**** INPUT MATERIAL ****

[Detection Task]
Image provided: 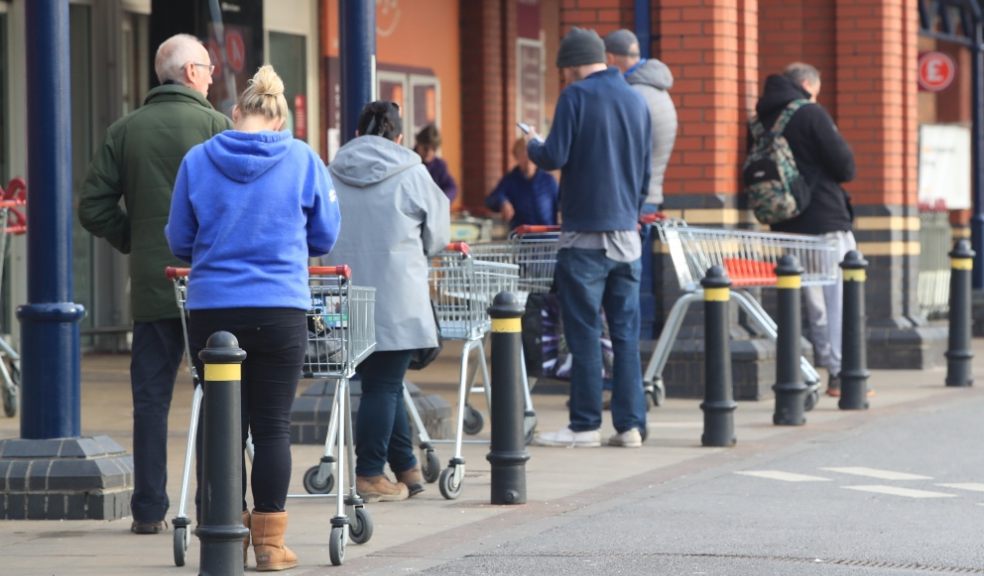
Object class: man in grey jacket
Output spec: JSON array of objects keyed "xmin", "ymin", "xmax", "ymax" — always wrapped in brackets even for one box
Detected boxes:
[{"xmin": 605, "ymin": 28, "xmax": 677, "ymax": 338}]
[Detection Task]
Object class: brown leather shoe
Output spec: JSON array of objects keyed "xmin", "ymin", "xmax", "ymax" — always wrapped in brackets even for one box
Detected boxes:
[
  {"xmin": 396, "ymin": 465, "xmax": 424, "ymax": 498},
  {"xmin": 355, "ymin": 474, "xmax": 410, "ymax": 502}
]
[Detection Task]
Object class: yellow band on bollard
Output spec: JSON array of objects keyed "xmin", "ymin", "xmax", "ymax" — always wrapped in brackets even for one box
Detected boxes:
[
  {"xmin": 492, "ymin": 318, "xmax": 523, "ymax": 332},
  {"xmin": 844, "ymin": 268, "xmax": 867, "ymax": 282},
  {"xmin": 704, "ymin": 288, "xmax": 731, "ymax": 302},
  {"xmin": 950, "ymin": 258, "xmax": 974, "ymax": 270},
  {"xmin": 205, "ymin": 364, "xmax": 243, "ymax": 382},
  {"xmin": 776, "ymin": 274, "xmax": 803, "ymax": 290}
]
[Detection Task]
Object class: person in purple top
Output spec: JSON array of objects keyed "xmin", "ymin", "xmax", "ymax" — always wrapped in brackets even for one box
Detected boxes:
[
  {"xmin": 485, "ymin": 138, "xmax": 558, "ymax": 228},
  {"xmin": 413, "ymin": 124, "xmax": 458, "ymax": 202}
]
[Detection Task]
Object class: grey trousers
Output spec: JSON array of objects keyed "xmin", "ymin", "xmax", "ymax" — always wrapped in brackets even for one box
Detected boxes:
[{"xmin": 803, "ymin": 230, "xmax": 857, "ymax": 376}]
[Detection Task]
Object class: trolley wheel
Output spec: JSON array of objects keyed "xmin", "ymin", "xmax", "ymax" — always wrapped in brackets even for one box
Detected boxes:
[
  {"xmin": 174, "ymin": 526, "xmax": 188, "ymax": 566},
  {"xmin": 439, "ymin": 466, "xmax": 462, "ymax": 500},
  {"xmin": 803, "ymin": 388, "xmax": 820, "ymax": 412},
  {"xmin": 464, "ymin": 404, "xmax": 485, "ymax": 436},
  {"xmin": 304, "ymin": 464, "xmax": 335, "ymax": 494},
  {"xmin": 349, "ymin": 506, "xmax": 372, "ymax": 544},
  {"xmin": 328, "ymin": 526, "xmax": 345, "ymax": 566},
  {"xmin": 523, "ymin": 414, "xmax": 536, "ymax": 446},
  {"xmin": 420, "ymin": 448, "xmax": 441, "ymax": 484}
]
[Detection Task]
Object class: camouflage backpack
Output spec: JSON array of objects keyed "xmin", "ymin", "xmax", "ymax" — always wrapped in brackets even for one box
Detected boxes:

****

TASK DIRECTIONS: Count the lines in the records above that contain the string "class", matching case exactly, and reply with only the number.

SOLUTION TO THIS TASK: 7